Copy out, word for word, every line from the one containing "Labeling instructions: Locate the parked" through the final line below.

%%

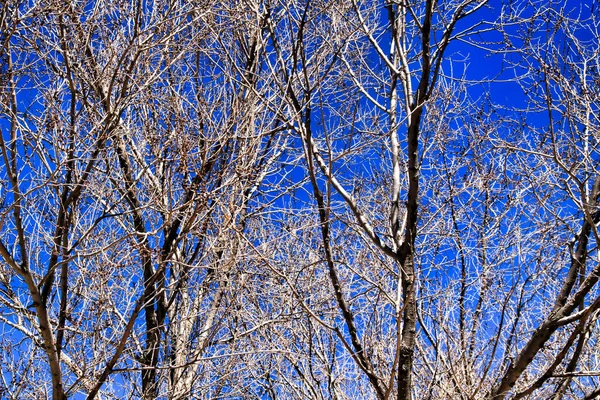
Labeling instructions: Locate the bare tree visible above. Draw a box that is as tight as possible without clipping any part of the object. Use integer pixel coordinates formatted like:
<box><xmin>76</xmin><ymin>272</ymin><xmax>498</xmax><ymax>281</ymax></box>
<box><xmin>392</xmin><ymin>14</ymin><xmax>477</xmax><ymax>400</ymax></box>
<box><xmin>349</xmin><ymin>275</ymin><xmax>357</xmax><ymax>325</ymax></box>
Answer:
<box><xmin>0</xmin><ymin>0</ymin><xmax>600</xmax><ymax>399</ymax></box>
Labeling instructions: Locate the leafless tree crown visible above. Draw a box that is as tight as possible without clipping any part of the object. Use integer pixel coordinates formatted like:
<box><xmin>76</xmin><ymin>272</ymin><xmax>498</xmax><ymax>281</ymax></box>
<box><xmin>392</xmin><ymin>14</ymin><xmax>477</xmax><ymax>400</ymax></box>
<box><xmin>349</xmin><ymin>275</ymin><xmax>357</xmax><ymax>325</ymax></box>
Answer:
<box><xmin>0</xmin><ymin>0</ymin><xmax>600</xmax><ymax>400</ymax></box>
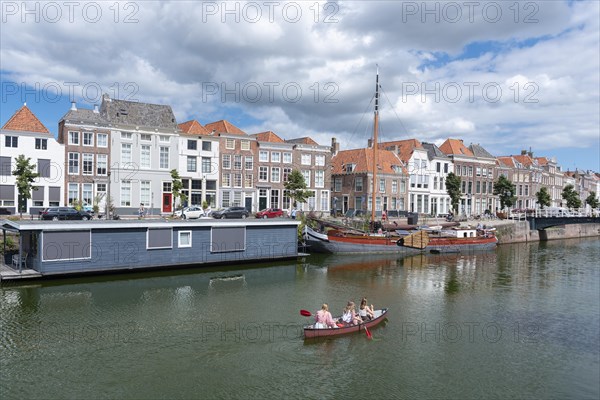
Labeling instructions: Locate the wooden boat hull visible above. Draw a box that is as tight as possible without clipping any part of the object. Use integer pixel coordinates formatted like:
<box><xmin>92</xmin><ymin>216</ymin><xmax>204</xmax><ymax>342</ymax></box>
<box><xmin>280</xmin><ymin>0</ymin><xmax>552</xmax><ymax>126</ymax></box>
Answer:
<box><xmin>304</xmin><ymin>227</ymin><xmax>498</xmax><ymax>255</ymax></box>
<box><xmin>304</xmin><ymin>308</ymin><xmax>388</xmax><ymax>339</ymax></box>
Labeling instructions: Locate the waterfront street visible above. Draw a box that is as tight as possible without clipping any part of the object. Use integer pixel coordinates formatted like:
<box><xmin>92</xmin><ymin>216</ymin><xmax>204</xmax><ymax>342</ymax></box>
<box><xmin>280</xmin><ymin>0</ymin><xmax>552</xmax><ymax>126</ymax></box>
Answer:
<box><xmin>0</xmin><ymin>238</ymin><xmax>600</xmax><ymax>399</ymax></box>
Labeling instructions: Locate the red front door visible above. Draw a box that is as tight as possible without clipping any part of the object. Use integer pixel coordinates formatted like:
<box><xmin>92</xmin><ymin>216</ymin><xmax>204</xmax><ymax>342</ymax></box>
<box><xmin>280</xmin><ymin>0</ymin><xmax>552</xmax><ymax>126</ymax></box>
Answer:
<box><xmin>162</xmin><ymin>193</ymin><xmax>173</xmax><ymax>213</ymax></box>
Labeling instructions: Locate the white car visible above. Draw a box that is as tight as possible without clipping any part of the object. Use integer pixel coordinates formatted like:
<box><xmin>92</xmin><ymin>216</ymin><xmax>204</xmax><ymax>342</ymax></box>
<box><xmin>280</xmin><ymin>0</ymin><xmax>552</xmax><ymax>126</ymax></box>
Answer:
<box><xmin>181</xmin><ymin>206</ymin><xmax>206</xmax><ymax>219</ymax></box>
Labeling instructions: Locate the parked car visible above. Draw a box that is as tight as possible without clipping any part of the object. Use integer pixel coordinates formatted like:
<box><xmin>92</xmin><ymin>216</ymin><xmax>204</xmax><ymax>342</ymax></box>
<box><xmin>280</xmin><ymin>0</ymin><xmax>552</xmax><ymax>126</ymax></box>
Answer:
<box><xmin>212</xmin><ymin>207</ymin><xmax>250</xmax><ymax>219</ymax></box>
<box><xmin>181</xmin><ymin>206</ymin><xmax>206</xmax><ymax>219</ymax></box>
<box><xmin>255</xmin><ymin>208</ymin><xmax>283</xmax><ymax>218</ymax></box>
<box><xmin>40</xmin><ymin>207</ymin><xmax>92</xmax><ymax>221</ymax></box>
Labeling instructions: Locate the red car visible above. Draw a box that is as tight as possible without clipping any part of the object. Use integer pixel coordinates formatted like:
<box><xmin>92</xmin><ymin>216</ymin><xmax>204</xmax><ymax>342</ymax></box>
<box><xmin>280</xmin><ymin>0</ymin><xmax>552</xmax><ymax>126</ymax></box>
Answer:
<box><xmin>256</xmin><ymin>208</ymin><xmax>283</xmax><ymax>218</ymax></box>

%%

ANSWER TO THIS EXERCISE -
Labeling instructions: Locate the parked car visible above. Draw a box that is as tight as possible without clipping any part of the object. Use integer pixel coordinates formatted like:
<box><xmin>92</xmin><ymin>216</ymin><xmax>204</xmax><ymax>342</ymax></box>
<box><xmin>280</xmin><ymin>0</ymin><xmax>552</xmax><ymax>126</ymax></box>
Answer:
<box><xmin>212</xmin><ymin>207</ymin><xmax>250</xmax><ymax>219</ymax></box>
<box><xmin>181</xmin><ymin>206</ymin><xmax>206</xmax><ymax>219</ymax></box>
<box><xmin>255</xmin><ymin>208</ymin><xmax>283</xmax><ymax>218</ymax></box>
<box><xmin>40</xmin><ymin>207</ymin><xmax>92</xmax><ymax>221</ymax></box>
Labeling instructions: Locate the red car visible above. Draw a box that is as tight as possible without clipping any part of the object. Use integer pixel coordinates formatted like:
<box><xmin>92</xmin><ymin>216</ymin><xmax>204</xmax><ymax>342</ymax></box>
<box><xmin>280</xmin><ymin>0</ymin><xmax>552</xmax><ymax>126</ymax></box>
Answer:
<box><xmin>256</xmin><ymin>208</ymin><xmax>283</xmax><ymax>218</ymax></box>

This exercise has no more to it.